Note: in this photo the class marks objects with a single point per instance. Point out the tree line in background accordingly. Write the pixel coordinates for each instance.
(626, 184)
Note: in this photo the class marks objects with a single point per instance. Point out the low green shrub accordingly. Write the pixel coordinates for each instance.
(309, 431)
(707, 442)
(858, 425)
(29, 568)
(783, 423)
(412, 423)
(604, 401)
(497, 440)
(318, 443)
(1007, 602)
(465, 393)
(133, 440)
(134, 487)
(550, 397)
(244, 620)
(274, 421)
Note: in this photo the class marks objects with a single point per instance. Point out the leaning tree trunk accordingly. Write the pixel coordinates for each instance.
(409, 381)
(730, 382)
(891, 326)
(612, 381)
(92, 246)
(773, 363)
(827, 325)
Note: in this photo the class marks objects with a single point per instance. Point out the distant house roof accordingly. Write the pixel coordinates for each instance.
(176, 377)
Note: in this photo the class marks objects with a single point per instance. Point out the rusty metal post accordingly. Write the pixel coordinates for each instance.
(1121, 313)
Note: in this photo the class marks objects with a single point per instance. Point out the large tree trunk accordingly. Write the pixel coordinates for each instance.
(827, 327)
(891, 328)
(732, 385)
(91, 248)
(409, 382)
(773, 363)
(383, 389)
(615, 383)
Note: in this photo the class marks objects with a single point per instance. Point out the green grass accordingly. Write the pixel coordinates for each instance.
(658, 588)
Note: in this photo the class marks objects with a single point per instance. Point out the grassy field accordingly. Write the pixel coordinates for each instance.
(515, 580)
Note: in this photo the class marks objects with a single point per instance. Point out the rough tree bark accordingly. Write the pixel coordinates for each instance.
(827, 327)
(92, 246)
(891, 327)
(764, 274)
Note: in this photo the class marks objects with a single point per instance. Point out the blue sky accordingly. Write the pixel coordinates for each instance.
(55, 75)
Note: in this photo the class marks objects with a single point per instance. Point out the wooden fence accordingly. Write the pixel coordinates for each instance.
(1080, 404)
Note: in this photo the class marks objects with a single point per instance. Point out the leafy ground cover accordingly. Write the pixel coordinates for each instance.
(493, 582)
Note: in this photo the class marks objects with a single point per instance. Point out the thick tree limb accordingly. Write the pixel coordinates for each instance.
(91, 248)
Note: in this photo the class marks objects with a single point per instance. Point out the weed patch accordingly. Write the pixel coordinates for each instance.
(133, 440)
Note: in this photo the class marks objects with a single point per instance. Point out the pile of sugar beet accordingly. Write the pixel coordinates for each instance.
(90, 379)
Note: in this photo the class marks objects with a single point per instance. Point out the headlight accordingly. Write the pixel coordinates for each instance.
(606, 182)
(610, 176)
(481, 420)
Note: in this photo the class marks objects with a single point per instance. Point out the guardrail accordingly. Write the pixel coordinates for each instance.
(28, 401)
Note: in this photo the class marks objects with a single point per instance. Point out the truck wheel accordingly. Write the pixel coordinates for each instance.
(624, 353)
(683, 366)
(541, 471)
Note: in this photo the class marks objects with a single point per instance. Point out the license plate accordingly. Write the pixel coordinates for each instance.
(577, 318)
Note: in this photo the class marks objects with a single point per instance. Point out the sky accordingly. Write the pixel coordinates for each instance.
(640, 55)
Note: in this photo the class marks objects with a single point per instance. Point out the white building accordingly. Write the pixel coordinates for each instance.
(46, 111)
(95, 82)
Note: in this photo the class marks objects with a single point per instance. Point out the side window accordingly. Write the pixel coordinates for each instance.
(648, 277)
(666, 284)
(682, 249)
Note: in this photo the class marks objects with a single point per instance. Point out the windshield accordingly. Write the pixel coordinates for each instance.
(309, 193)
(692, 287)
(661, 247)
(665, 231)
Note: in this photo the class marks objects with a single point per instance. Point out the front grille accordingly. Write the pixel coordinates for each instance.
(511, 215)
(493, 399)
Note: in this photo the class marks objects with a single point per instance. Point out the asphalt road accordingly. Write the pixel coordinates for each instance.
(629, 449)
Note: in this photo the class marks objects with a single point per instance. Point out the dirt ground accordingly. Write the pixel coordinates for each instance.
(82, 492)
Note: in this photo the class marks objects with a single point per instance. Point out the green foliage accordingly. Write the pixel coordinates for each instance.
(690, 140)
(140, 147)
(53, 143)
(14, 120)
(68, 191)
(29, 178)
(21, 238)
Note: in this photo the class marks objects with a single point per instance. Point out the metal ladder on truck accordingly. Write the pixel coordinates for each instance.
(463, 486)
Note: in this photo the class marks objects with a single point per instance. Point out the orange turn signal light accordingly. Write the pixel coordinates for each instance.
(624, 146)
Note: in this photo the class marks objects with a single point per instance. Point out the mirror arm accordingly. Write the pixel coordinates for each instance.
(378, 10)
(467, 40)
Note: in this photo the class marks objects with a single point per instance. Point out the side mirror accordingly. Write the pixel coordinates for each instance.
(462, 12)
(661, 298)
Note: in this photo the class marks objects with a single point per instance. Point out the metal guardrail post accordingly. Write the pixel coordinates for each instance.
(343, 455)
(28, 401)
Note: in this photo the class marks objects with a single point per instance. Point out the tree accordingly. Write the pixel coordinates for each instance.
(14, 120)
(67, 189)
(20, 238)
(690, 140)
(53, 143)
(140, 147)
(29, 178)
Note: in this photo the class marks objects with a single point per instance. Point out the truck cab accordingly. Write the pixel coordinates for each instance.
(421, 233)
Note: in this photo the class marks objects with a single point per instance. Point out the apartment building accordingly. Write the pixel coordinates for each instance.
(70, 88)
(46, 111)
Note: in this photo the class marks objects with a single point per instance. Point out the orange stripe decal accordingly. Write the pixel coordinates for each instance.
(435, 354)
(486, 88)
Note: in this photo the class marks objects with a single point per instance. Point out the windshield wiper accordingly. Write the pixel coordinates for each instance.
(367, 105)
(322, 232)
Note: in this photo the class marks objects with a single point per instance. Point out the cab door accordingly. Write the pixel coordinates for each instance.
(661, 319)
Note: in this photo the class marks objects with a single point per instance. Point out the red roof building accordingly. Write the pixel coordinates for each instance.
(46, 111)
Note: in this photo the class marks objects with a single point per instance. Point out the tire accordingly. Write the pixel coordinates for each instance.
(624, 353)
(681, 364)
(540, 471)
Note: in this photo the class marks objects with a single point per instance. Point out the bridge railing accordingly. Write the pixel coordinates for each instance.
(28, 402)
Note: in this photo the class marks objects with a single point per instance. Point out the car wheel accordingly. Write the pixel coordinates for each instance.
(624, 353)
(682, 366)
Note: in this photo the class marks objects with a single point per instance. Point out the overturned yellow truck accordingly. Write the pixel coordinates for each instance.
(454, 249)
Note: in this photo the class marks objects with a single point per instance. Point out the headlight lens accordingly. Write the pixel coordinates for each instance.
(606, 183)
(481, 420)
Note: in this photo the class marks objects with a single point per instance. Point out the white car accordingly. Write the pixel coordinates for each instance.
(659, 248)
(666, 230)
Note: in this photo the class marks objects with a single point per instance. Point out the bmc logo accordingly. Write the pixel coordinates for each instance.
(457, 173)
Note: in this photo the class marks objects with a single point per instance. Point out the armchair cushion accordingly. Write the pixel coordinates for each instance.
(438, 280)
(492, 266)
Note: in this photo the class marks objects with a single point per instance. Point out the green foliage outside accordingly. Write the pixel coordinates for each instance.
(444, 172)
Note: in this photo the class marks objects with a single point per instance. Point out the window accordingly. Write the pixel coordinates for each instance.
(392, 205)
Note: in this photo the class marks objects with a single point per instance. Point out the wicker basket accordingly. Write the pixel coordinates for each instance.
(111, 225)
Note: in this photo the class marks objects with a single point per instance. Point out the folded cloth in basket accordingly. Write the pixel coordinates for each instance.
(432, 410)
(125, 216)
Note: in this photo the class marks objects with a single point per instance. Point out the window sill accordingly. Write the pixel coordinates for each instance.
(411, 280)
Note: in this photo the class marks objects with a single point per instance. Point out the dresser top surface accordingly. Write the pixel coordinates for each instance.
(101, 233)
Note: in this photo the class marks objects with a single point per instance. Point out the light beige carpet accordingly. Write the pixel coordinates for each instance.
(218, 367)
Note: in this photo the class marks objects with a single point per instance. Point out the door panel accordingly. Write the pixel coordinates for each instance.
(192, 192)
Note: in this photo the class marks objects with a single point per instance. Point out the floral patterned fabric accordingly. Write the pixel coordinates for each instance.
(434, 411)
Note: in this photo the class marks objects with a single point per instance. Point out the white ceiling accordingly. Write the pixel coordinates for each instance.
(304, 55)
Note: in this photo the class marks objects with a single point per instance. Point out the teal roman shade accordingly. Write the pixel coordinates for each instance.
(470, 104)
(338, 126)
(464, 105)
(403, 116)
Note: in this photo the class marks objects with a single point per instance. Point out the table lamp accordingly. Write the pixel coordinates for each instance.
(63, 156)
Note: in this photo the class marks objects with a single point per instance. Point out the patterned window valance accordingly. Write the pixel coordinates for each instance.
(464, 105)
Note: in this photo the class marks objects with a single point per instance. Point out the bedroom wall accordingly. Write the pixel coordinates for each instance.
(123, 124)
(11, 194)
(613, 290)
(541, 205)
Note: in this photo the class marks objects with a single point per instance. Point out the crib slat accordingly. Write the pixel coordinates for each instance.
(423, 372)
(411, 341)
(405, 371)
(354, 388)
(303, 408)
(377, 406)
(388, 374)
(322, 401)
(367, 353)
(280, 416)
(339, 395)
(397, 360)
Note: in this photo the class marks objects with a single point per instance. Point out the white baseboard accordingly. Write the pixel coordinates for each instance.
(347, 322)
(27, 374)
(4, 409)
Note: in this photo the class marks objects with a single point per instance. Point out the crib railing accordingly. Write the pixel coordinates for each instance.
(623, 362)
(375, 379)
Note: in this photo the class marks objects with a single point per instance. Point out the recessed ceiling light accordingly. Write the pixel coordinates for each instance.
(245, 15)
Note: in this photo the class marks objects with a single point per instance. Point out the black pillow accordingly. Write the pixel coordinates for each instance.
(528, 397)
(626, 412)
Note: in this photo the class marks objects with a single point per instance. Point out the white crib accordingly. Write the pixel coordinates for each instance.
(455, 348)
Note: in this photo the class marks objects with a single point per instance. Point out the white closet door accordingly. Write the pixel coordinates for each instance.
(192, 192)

============

_Stated goal_
Repeat exactly, and only, the lines from the one containing "the crib railing" through the end of the material.

_Answer to the task_
Note: in this photo the class marks objects with a single point per instance. Point out the crib railing accordingly. Write the pixel coordinates for each instance.
(623, 362)
(375, 379)
Note: in this photo the class marks objects with a single point per instance. Point out the recessed ceiling light accordingly. Write the pixel coordinates for each instance.
(245, 15)
Note: in this photo the class marks objects with a single point per instance. Point out the black pillow accordingly. Write the pixel coordinates for each instance.
(528, 397)
(626, 412)
Note: in this photo the class marks objects with a single point per instance. Point out the white crib accordingly. Write the pixel coordinates for each instance.
(455, 348)
Note: in this photo the class marks objects with a single point per instance. Point out the white closet door accordingly. Write the pixel coordinates for each instance.
(192, 192)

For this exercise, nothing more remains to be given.